One note about #3 above. I would not argue that an access system based around JPEG2000 files would use the embedded metadata as the core of the DAMS. Rather, I would proposed that the authoritative version of the metadata would be in the JPEG2000 file itself. The surrounding DAMS database would be used for efficiencies in accessing and manipulating the metadata. If the DAMS was blown away (or if one wanted to migrate to a new DAMS), the subsequent asset management system could be built based on the metadata stored in the JPEG2000 artifacts. Any kind of modification to the metadata wouldbe written back to the JPEG2000 file and the requisite checksums would need to be recalculated. (If were storing our metadata in the same trusted fashion as the image bitstream, then we would be calculating checksums on the metadata anyway.)

One of the concerns about JPEG2000 is some language from the JPEG2000 website about how "undeclared and obscure submarine patents may still present a hazard..." to open use of the standard. This seems like lawyer CYA to me as nothing has come up that I'm aware of in the seven years after the standard was ratified. Here, too, there are deeper pockets than that of libraries and cultural heritage institutions that would fight something like this. And, if in the end it is found that a patent would cause an embargo 'unlicensed' versions of JPEG2000 codecs for some period of years, we can always run a batch conversion back to TIFF until the embargo period is up and/or something else better comes along.

## List of tasks
**1.** In the JPEG2000 post, where would the authoritative version of the metadata be kept?
**2.** Translate this sentence from the JPEG2000 post into Spanish: "The surrounding DAMS database would be used for efficiencies in accessing and manipulating the metadata."
**3.** Go on with the JPEG2000 post, picking up after its final sentence.

Dataset rows
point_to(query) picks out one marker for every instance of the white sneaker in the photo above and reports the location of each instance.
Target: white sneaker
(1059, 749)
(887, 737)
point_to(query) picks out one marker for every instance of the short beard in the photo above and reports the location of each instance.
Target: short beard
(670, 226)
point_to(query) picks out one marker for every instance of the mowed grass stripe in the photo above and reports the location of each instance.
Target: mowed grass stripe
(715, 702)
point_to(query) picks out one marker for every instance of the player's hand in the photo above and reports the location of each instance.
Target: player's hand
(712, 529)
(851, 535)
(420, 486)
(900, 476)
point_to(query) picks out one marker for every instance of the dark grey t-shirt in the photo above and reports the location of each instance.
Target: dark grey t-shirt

## Results by task
**1.** In the JPEG2000 file itself.

**2.** La base de datos del DAMS circundante se usaría para lograr eficiencias en el acceso a los metadatos y en su manipulación.

**3.**
To sum up, I believe that JPEG2000 is a compelling and real replacement for TIFF. I'm not the only one, though. In section 2.3 ("The Establishment of a Scalable Workflow for Digitizing a Wide Variety of Materials") of the Harvard University Library Open Collections Program Final Report, Harvard announced the "Adoption by Office of Information Systems of the jpeg2000 standard for archival master images stored in the Digital Repository Service." That is farther than the previous early adopter's statement by the Library of Congress in the Digital Format Registry entry for JPEG2000 where they said "[a]s adoption and implementation increases in other sectors, the use of the format for the Library's master images may become more and more appealing."